(TEXT)
-----

In der neuen Filmadaptation von Dune wissen wir sofort, wer zum bösen Harkonnen-Volk gehört: Sie sind dick, ihre Köpfe deformiert, sie haben Narben und Glatzen. Weil sie hässlich sind, müssen sie die Bösen sein. Ich meine das nicht wertend, aber Hollywood schon, denn die guten Atreides sind allesamt schauspieler*innen-schön. Möglicherweise wäre das bei einer Low Budget Produktion mit schlechten Schauspieler*innen verständlich, aber das Budget von Dune betrug 165 Millionen Dollar und mindestens zehn der beteiligten Schauspieler*innen waren für bekannte Filmpreise nominiert oder haben sie gewonnen. Trotzdem wird die Bösartigkeit der Bösen über ihr Aussehen kommuniziert.
Das größte Problem mit dieser Darstellung ist, was das für Menschen bedeutet, die fernab der Leinwand dick sind, keine Haare haben, deren Köpfe deformiert oder deren Narben sichtbar sind. Diese Variationen menschlichen Aussehens sagen nichts über den Charakter derjenigen aus, die zufällig diese Gene tragen. Absolut gar nichts. Ich bin Ärztin und kann euch garantieren, dass das sie nicht zu bösen Menschen macht. Narben sind Narben, keine Hinweise auf angeknackste Moral.
Doch wenn wir in Filmen lernen hässlich = böse, verändert das unseren Umgang mit diesen Menschen und konfrontiert sie ständig mit diesen Vorurteilen: Sie werden angestarrt oder gar angegriffen, auf Dating-Apps ignoriert oder gemobbt, kleine Kinder verwechseln sie mit Disney-Übeltäter*innen und weinen. Das (Über)Leben in einer Gesellschaft mit nadelöhr-eng definiertem Schönheitsideal ist anstrengend genug. Wir müssen es nicht noch schwerer machen, indem wir in der Popkultur Abweichungen vom ästhetischen Ideal mit moralischen Abweichungen der widerlichsten Sorte gleichsetzen. Denn diese Assoziation bleibt nicht in der Popkultur, sie driftet ins so genannte echte Leben hinüber – die Grenze, die unsere Gehirne zwischen diesen Sphären ziehen, ist sehr durchlässig.

-----

(ERFORDERLICHE AUFGABE A)
Wie hoch war laut dem Text über die Darstellung von Bösewichten in Dune das Budget des Films?
(ERFORDERLICHE AUFGABE B)
Führe den Text über Hässlichkeit als Zeichen des Bösen in Filmen nach seinem letzten Satz weiter.

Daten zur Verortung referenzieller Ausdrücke

-----

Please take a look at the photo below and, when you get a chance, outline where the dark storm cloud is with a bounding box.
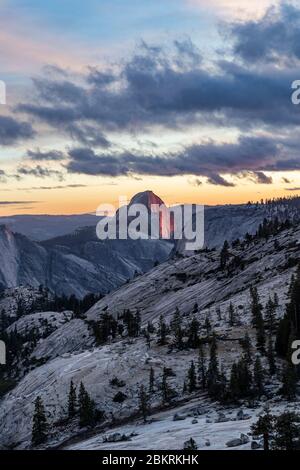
[26,148,64,161]
[207,174,235,188]
[20,32,300,139]
[231,3,300,63]
[13,6,300,187]
[0,116,35,146]
[66,136,285,187]
[253,171,273,184]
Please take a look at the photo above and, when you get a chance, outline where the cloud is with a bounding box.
[66,135,286,187]
[207,174,235,188]
[17,184,87,191]
[231,3,300,64]
[17,165,64,181]
[19,35,300,141]
[26,148,64,161]
[0,116,35,146]
[242,171,273,184]
[186,0,280,19]
[0,201,41,206]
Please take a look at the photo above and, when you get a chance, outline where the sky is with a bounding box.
[0,0,300,215]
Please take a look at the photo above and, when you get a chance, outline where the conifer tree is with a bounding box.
[256,312,266,354]
[207,333,219,397]
[281,362,297,401]
[204,317,211,336]
[149,367,154,393]
[220,240,229,269]
[170,308,183,349]
[161,367,171,403]
[228,302,236,326]
[187,318,199,349]
[139,385,149,423]
[158,315,167,346]
[197,343,206,390]
[265,297,276,334]
[273,412,300,451]
[241,331,252,366]
[251,410,275,450]
[250,287,262,328]
[78,382,95,427]
[273,292,279,310]
[31,396,48,446]
[68,380,77,418]
[216,307,222,321]
[253,356,264,396]
[188,361,197,393]
[267,332,276,375]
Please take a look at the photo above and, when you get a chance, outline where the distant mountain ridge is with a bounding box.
[0,191,299,297]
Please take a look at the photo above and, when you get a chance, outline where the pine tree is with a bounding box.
[216,307,222,321]
[78,382,95,427]
[161,367,171,403]
[253,356,264,396]
[204,317,211,336]
[250,287,262,328]
[220,240,229,269]
[207,333,219,397]
[31,396,48,446]
[228,302,236,326]
[158,315,167,346]
[273,412,300,450]
[170,308,183,349]
[188,361,197,393]
[251,411,275,450]
[187,318,199,349]
[68,380,77,418]
[267,332,276,375]
[139,385,149,423]
[229,363,241,400]
[281,362,297,401]
[265,297,276,334]
[241,332,252,365]
[149,367,154,393]
[256,312,266,354]
[197,343,206,390]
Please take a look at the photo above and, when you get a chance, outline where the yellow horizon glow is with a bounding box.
[0,172,300,216]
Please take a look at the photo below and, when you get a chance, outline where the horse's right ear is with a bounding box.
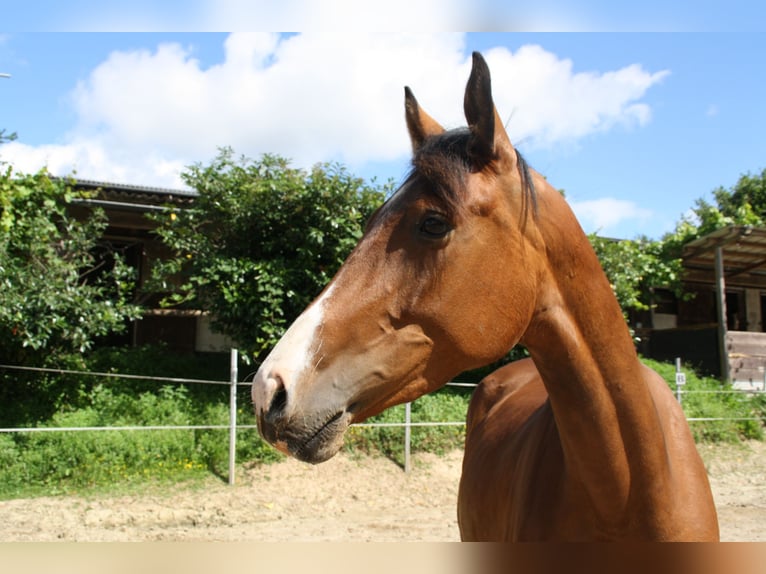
[404,87,444,152]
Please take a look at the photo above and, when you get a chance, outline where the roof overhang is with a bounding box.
[682,225,766,289]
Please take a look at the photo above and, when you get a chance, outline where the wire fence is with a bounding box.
[0,349,766,485]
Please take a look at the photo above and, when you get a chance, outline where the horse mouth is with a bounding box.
[290,410,352,464]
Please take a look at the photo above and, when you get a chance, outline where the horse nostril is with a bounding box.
[266,377,287,420]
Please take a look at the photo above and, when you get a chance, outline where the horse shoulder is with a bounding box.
[645,367,719,541]
[458,360,561,540]
[466,359,548,434]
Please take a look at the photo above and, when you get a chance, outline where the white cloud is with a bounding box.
[3,33,667,189]
[569,197,653,235]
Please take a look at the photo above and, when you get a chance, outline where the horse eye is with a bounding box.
[420,214,452,239]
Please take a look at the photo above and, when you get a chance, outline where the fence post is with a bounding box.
[404,403,412,472]
[676,357,686,404]
[229,349,238,485]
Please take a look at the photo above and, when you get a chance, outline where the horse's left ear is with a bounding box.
[404,86,444,152]
[463,52,513,168]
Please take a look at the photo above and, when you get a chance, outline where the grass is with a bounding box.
[0,349,766,499]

-----

(SCHRIFTLICHE ANTWORT A)
Das Budget von Dune betrug 165 Millionen Dollar.

(SCHRIFTLICHE ANTWORT B)
Zusätzlich sind diese Casting- und Kostüm-Entscheidungen eine Beleidigung für Schauspieler*innen und Drehbuchautor*innen: Trauen Produzent*innen ihnen nicht zu, Bösartigkeit überzeugend zu spielen oder boshafte Szenen und Dialoge zu schreiben? Die Szene, in der die Harkonnen darüber diskutieren, ob sie Lady Jessica vergewaltigen sollen, bevor sie sie und ihren Sohn in der Wüste aussetzen, wäre auch mit Sexiest-Man-Alive-Darstellern verdammt unheimlich gewesen. Diese Figuren sind durch und durch böse – doch die Geschichte und die Performance hätten gereicht, um das zu kommunizieren.
Dass dieser Weg nicht gewählt wurde, beleidigt auch uns Zuschauer*innen. Die Zielgruppe von Dune sind Erwachsene, keine Kleinkinder, die gerade emotionale Intelligenz und Menschenkenntnis entwickeln (und deshalb keine vorurteilsgesteuerten Darstellungen sehen sollten). Wir brauchen keine platten Kostümhinweise, um die Bösen zu erkennen. Dreht die perfide Mimik und ruchlose Gestik auf, spielt schurkische Musik, macht die Szenen der Bösen dunkler als die der Guten. Aber nutzt eure Budgetmillionen nicht, um die Stigmatisierung von Menschen voranzutreiben, die das Pech haben, in einer schönheitsbesessenen Gesellschaft anders auszusehen als wir es gewohnt sind.
Das Gegenargument, dass das ironische Überzeichnung sein könnte, zieht nicht: In zu vielen Filmen sind die Guten schön und die Bösen hässlich; zu wenige brechen diese Zuordnung auf. So lange ersteres die Regel ist, ist das kein ironischer Kommentar des Status Quo, sondern seine Bestätigung.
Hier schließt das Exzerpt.